ほぼ日手帳2011 spring 春の手帳インタビューまつり!
 


レースメッシュ、 技術の粋を集めたカバー。 〜タテアミひと筋60余年、八田経編の社長に訊く〜  「ほぼ日手帳 2011 spring」で 新たにカバーラインナップに加わったレースメッシュ。 アスリートのスポーツシューズ用に開発された、 「ダブルラッセルメッシュ」という素材を使っています。 軽く、さらりとした手ざわりで、クッション性があり、 涼しげなレースのようでいながら、とっても丈夫。 この生地をつくった八田経編の代表取締役社長、 八田嘉一郎さんにご登場いただいて、 ダブルラッセルメッシュについて、うかがいました。 金メダリストのシューズにも採用されているという 八田経編のダブルラッセルメッシュは、 手帳カバーとしてもうれしい機能が満載でした。
八田嘉一郎さんプロフィール

ほぼ日 きょうは福井から、わざわざお越しいただいて
ありがとうございました。
八田 みなさんが思うよりも、遠くはないんですよ。
3時間半くらいですから。
ほぼ日 いやいや(じゅうぶん遠いのでは‥‥)、
ありがとうございます。
きょうはよろしくお願いします。
八田 よろしくお願いします。
ほぼ日 八田さんの生地を使ってできた手帳カバー、
レースメッシュです。
八田 いいですね。いやぁ、うれしいです。
ほぼ日 この生地はダブルラッセルという機械で
つくられたもので、
もともとは、スポーツシューズに使われる
素材とうかがっています。
八田 そうです。
シューズのアッパー(甲を包む部分)に使われています。
ほぼ日 じつは、スポーツ用のメッシュ素材で
ほぼ日手帳のカバーをつくったのは
今回が初めてではなくて、
2010年版でスポーティなイメージの
「スポーツ(オレンジメッシュ)」というのを
つくっているんです。
同じダブルラッセルメッシュだったんですが、
それはよそのメーカーさんの生地で、
いま思えば、シンプルなメッシュでした。
八田 わかります。
ほぼ日 そのあとに、2011年のカバーの企画段階で、
マキノコレクションの牧野さんが、
「ダブルラッセルなら、福井に
すばらしい技術をもつメーカーさんがいらっしゃる」と、
八田経編さんをご紹介くださったんです。
それはぜひ、と思って、
サンプル帳を見せていただいたら‥‥ものすごかった。
なにがというと、柄のバリエーションが豊富で。
びっくりしました。
八田 そうですか、ありがとうございます。

**保存データ:**
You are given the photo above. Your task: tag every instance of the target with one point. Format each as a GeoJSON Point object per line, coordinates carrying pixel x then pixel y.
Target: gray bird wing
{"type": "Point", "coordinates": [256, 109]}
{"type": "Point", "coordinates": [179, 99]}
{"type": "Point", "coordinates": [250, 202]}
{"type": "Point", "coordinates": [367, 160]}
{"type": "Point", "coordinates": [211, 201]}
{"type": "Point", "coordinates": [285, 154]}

**記述問題:**
インタビューを読んで、次の質問に答えてください。
1. 八田さんは、福井からここまでどのくらいかかると言っていますか。
2. ダブルラッセルメッシュは、スポーツシューズのどの部分に使われていますか。
3. 八田経編をほぼ日に紹介したのはだれですか。

**解答:**
1. 3時間半くらい。
2. アッパー(甲を包む部分)。
3. マキノコレクションの牧野さん。